**REQUIRED WORK:** Copy, word for word, the lines below from the one containing "I would be grateful if you could tag the gloved" up to and including the one containing "Provide one point per instance of the green bush, each", with pictures left out.

[[ EXCERPTED RECORDS open ]]

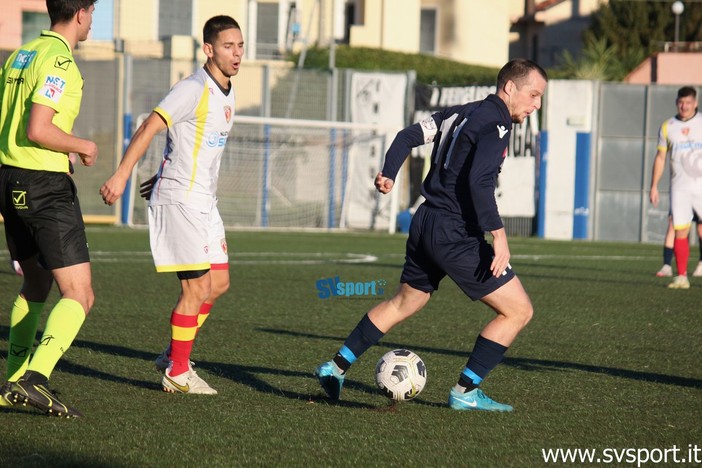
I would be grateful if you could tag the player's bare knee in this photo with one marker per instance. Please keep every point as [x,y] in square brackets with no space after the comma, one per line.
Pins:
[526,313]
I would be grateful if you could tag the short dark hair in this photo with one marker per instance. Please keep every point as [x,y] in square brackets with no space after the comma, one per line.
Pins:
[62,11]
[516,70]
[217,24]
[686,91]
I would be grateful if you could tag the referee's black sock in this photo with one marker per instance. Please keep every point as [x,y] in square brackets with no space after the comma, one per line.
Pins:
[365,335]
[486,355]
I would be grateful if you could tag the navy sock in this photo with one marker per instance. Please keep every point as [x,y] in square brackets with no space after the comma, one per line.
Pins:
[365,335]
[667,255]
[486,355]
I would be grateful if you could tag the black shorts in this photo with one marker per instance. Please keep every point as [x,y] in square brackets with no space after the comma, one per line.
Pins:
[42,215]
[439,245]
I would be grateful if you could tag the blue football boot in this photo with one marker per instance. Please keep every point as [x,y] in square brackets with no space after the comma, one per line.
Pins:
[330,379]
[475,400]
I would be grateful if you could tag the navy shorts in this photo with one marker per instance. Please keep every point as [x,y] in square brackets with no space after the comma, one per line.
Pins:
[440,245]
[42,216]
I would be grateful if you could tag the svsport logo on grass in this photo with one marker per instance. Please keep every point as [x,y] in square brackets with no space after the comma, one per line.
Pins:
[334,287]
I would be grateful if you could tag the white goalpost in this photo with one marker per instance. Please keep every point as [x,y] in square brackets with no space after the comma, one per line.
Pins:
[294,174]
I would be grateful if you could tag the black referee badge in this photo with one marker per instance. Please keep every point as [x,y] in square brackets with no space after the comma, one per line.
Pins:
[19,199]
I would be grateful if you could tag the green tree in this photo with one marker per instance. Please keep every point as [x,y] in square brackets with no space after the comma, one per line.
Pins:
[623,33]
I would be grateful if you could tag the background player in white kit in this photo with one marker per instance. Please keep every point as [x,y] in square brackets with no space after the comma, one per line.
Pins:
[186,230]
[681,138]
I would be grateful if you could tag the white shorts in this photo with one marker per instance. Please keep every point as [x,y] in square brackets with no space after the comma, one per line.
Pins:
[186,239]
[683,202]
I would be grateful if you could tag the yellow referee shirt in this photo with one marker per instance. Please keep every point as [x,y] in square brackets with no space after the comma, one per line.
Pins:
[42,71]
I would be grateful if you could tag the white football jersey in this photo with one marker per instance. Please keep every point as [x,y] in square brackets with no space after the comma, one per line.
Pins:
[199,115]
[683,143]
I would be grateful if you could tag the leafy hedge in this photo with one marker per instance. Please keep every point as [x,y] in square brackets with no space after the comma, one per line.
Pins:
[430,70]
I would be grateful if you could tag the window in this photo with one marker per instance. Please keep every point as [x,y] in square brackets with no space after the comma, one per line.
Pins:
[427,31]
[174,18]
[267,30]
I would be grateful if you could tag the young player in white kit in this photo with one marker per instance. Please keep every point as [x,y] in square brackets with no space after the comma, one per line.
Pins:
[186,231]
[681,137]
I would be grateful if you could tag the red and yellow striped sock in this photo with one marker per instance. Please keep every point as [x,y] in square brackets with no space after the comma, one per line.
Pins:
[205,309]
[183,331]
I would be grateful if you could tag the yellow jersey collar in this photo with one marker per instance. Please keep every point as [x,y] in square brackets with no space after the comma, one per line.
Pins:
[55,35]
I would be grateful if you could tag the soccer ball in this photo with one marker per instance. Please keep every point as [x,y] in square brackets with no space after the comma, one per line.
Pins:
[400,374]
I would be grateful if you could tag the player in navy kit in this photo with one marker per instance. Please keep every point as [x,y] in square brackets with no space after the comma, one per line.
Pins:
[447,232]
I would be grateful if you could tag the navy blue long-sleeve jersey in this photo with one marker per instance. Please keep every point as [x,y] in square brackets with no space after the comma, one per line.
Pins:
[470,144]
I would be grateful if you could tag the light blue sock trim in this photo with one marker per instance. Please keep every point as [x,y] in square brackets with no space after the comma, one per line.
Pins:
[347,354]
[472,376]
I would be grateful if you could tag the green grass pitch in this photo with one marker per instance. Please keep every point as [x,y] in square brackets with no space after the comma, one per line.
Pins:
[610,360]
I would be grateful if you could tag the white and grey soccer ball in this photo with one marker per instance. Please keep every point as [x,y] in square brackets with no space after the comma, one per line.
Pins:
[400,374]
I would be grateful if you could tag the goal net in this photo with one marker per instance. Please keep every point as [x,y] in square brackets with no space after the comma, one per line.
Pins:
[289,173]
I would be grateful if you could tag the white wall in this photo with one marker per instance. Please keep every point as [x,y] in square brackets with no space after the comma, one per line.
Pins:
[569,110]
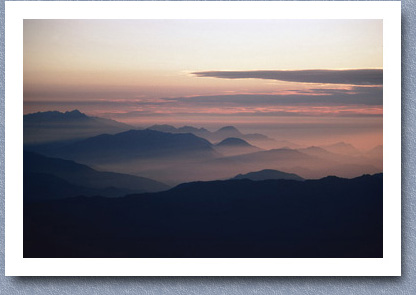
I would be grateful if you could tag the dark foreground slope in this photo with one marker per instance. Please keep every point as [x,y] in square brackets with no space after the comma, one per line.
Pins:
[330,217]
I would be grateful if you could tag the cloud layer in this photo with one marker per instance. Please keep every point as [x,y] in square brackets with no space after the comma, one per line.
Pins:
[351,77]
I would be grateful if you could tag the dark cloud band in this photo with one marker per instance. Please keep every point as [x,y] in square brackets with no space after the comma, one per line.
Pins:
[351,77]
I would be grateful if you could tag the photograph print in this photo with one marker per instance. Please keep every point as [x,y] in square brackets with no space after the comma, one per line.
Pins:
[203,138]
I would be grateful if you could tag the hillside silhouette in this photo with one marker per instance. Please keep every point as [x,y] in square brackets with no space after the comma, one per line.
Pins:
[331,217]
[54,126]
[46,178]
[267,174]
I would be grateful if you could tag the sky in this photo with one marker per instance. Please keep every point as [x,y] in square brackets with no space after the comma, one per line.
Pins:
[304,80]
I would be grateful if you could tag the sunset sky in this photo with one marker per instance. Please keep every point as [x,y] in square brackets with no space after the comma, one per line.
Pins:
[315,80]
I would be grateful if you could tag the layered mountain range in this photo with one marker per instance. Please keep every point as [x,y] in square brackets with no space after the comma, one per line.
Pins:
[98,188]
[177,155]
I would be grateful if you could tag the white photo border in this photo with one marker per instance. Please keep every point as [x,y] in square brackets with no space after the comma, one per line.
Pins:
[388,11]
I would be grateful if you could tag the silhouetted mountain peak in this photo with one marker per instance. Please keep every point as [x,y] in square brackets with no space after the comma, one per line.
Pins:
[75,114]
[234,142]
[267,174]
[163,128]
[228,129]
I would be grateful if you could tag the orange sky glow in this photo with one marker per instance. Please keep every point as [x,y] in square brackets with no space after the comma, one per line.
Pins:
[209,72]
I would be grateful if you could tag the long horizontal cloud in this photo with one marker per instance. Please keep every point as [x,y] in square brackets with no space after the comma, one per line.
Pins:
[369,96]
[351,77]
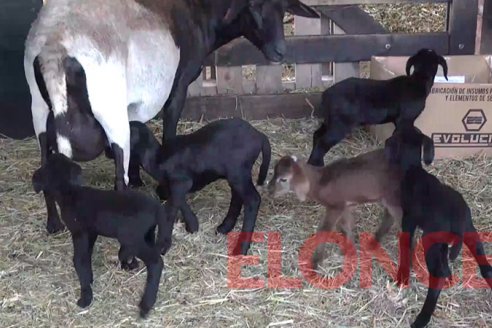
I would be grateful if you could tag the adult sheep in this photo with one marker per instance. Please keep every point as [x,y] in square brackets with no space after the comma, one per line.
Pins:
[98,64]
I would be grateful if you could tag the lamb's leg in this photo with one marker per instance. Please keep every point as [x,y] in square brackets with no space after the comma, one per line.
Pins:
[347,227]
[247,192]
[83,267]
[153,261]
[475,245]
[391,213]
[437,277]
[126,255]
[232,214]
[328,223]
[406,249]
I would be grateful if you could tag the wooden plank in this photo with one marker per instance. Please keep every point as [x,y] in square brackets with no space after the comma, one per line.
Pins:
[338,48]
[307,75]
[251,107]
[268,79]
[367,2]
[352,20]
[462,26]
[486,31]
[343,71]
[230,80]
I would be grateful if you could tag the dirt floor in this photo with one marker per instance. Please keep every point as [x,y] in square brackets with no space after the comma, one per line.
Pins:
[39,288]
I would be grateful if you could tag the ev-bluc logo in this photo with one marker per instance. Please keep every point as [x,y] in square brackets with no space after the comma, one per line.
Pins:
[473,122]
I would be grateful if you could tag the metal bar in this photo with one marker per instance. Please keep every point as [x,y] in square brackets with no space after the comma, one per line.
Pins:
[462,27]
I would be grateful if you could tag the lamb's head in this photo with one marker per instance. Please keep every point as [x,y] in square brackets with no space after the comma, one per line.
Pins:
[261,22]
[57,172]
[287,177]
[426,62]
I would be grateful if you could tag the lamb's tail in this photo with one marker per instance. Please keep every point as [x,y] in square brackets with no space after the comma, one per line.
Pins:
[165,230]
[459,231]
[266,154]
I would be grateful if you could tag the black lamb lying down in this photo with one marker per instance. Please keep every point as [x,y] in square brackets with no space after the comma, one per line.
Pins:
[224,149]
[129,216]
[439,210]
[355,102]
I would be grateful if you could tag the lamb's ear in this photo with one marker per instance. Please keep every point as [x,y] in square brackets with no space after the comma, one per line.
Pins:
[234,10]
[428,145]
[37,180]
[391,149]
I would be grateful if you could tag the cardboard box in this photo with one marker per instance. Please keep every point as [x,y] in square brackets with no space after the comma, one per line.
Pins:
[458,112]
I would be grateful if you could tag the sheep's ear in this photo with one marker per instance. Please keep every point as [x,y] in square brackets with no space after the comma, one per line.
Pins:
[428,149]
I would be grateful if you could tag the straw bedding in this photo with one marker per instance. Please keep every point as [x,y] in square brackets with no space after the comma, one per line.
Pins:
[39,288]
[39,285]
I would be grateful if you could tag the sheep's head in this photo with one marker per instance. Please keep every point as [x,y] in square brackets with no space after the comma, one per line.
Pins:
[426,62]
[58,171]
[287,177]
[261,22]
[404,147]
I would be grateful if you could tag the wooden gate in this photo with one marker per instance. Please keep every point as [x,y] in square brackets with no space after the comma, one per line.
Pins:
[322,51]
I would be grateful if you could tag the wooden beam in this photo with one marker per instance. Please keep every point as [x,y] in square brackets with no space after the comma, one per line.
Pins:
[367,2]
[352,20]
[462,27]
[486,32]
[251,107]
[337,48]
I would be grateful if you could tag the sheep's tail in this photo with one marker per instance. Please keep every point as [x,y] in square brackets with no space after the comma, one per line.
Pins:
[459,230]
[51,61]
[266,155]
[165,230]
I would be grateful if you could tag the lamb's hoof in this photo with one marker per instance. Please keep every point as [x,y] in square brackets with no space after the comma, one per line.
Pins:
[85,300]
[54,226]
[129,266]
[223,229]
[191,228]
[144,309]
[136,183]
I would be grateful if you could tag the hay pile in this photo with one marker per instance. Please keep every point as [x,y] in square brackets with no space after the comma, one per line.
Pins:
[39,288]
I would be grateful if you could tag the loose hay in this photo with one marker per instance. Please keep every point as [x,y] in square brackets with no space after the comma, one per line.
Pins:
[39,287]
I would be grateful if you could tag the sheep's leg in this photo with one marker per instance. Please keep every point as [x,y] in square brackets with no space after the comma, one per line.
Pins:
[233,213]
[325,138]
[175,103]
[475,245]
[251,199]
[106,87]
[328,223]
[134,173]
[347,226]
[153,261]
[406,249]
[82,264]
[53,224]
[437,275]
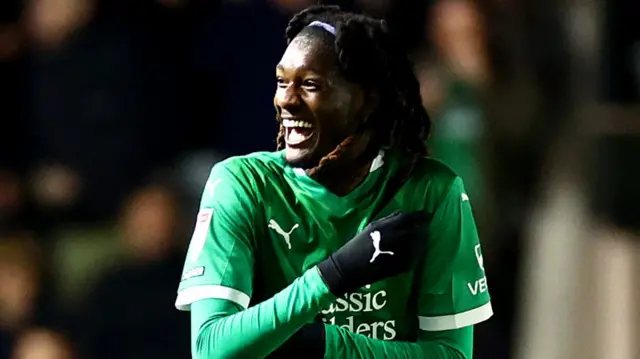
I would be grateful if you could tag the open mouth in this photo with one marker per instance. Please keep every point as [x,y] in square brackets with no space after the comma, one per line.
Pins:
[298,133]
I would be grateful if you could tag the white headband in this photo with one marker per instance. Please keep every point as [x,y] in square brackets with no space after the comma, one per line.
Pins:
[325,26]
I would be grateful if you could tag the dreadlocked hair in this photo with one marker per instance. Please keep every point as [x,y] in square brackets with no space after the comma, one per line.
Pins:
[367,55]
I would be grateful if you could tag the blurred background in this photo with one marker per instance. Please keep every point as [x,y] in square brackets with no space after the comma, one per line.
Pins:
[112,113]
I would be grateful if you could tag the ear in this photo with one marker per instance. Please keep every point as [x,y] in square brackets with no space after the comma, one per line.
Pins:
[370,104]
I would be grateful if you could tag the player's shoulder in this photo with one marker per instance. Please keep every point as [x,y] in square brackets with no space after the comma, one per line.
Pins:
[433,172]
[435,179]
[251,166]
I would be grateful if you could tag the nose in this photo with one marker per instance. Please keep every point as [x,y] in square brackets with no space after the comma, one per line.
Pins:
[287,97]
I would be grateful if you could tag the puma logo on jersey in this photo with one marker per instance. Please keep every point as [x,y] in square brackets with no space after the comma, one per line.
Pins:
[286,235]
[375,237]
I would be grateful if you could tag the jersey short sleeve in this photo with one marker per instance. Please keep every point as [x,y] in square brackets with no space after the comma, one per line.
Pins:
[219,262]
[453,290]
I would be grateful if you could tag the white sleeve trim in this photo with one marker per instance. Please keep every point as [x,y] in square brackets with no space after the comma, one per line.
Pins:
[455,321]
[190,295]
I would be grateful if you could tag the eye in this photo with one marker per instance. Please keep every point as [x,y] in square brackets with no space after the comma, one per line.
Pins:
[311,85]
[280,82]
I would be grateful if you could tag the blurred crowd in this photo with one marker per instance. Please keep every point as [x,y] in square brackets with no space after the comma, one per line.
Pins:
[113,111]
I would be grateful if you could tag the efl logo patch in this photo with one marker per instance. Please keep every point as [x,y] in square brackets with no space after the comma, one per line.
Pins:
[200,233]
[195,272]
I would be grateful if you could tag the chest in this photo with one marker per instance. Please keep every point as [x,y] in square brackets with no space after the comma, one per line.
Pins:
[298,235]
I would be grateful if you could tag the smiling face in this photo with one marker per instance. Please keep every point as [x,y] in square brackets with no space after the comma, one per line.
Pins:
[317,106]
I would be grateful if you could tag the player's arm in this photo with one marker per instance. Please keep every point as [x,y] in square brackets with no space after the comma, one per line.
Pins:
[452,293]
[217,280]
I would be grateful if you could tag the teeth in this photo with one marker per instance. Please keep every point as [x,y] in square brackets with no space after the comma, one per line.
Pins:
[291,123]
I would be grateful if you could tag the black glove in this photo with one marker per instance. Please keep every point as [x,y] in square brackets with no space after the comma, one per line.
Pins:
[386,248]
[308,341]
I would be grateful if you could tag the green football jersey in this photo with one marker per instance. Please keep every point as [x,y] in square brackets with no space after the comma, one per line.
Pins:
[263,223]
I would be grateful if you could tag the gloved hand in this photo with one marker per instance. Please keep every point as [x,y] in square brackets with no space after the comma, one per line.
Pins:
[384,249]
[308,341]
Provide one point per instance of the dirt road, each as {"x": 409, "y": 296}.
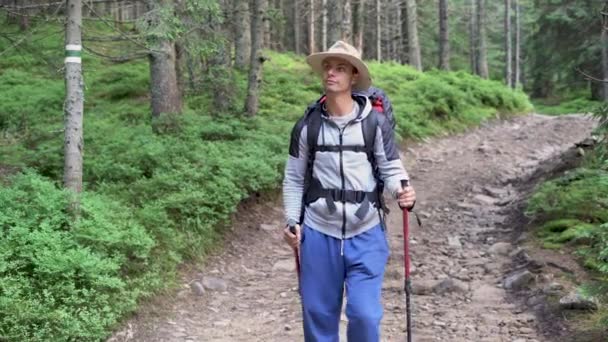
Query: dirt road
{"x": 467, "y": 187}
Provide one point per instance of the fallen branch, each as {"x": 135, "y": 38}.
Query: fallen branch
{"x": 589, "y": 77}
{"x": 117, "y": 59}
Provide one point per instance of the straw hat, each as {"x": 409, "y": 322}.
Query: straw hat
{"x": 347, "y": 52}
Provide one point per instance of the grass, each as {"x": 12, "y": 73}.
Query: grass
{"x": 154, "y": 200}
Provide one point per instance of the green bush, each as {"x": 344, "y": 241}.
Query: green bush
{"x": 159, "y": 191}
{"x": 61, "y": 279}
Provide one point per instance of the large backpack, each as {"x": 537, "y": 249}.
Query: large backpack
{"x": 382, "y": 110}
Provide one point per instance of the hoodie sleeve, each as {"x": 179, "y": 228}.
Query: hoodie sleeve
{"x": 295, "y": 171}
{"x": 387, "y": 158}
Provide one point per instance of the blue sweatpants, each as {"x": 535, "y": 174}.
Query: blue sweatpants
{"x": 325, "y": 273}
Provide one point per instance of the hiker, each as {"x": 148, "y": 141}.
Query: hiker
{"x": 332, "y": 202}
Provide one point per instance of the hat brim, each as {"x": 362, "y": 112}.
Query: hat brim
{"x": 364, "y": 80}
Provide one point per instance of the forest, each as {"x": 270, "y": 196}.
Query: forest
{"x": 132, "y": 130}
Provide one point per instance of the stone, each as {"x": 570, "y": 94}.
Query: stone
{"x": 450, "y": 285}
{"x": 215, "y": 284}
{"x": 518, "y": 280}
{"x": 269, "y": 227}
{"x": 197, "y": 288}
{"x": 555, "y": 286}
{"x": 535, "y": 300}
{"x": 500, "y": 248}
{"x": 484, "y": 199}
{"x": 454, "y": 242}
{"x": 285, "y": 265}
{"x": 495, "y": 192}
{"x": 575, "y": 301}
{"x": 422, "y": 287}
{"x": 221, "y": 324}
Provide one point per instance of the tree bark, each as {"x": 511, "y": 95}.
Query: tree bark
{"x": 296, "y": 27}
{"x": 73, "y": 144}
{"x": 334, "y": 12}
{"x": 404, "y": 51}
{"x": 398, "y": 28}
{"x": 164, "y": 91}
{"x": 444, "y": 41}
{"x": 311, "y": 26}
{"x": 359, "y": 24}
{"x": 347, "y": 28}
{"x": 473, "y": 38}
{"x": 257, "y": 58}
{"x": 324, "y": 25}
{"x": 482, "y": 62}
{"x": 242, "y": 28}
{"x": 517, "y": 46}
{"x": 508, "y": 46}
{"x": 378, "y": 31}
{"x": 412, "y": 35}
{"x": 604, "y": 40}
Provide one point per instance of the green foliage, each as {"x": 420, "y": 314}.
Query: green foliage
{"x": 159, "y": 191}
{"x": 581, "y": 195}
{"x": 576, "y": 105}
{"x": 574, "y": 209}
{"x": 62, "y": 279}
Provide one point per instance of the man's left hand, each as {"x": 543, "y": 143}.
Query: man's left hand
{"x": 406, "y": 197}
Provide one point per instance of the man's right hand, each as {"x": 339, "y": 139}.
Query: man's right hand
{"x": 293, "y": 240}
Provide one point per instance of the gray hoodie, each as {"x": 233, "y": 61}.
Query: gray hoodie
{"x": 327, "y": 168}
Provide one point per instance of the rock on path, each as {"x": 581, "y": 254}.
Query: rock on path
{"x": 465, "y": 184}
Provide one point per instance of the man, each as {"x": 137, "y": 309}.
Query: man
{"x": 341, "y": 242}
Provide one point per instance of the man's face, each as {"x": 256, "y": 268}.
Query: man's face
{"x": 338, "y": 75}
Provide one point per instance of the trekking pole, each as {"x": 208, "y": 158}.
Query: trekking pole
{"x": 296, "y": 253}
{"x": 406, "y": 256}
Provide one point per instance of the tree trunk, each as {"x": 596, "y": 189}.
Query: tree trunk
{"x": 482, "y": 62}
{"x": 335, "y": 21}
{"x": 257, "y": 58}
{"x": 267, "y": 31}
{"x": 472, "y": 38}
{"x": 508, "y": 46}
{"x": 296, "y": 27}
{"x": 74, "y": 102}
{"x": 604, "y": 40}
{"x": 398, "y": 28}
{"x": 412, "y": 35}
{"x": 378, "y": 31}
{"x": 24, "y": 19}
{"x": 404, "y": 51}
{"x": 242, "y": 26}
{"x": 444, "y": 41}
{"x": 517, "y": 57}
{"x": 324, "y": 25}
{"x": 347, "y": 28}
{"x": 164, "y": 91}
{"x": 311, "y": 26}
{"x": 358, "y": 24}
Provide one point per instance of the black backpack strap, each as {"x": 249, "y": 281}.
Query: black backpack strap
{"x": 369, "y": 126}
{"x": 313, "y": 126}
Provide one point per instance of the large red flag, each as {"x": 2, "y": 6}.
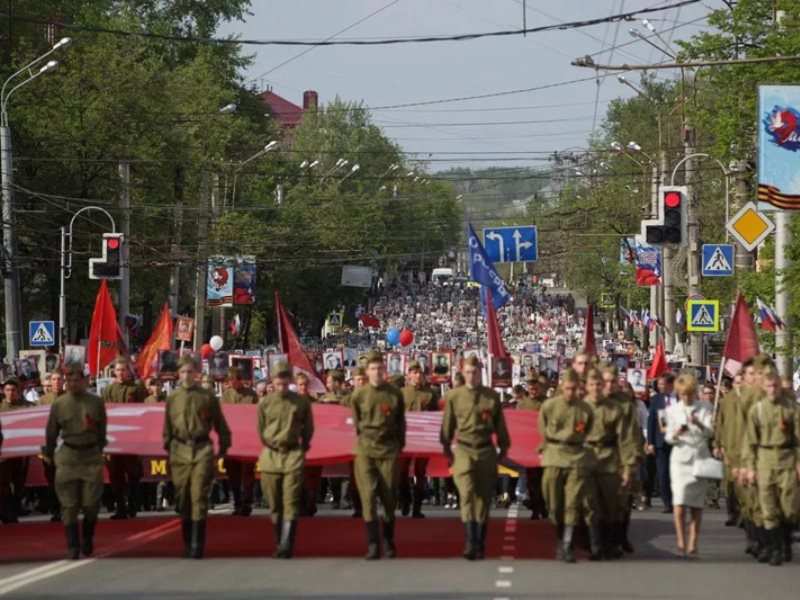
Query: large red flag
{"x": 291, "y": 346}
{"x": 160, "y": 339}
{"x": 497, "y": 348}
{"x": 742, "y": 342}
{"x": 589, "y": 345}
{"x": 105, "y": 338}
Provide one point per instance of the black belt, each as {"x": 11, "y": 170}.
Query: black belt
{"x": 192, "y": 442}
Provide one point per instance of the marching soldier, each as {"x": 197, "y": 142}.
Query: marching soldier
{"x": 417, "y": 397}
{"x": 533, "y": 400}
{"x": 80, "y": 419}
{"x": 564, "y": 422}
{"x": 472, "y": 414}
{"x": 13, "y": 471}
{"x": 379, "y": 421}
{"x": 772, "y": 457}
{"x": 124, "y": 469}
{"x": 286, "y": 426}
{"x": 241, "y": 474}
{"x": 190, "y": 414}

[[ EXCERPTED RECORDS closed ]]

**OUTPUT FOR THIS EXERCISE:**
I would be grateful if you could tag the gloved hand in this photo with one marker per instance. Please keep every point as [x,y] in square brackets with no space after the comma, one per line.
Pins:
[384,249]
[308,341]
Provide one point per instance of the dirt road, each as {"x": 409, "y": 296}.
Query: dirt road
{"x": 467, "y": 187}
Provide one point per instance of the fallen branch, each as {"x": 135, "y": 38}.
Query: fallen branch
{"x": 589, "y": 77}
{"x": 117, "y": 59}
Provide one point per instance of the straw hat, each as {"x": 409, "y": 322}.
Query: straw hat
{"x": 347, "y": 52}
Provide one point per instance of the grass, each as {"x": 12, "y": 73}.
Query: grass
{"x": 154, "y": 200}
Provide one point per instance of the green bush, each as {"x": 344, "y": 241}.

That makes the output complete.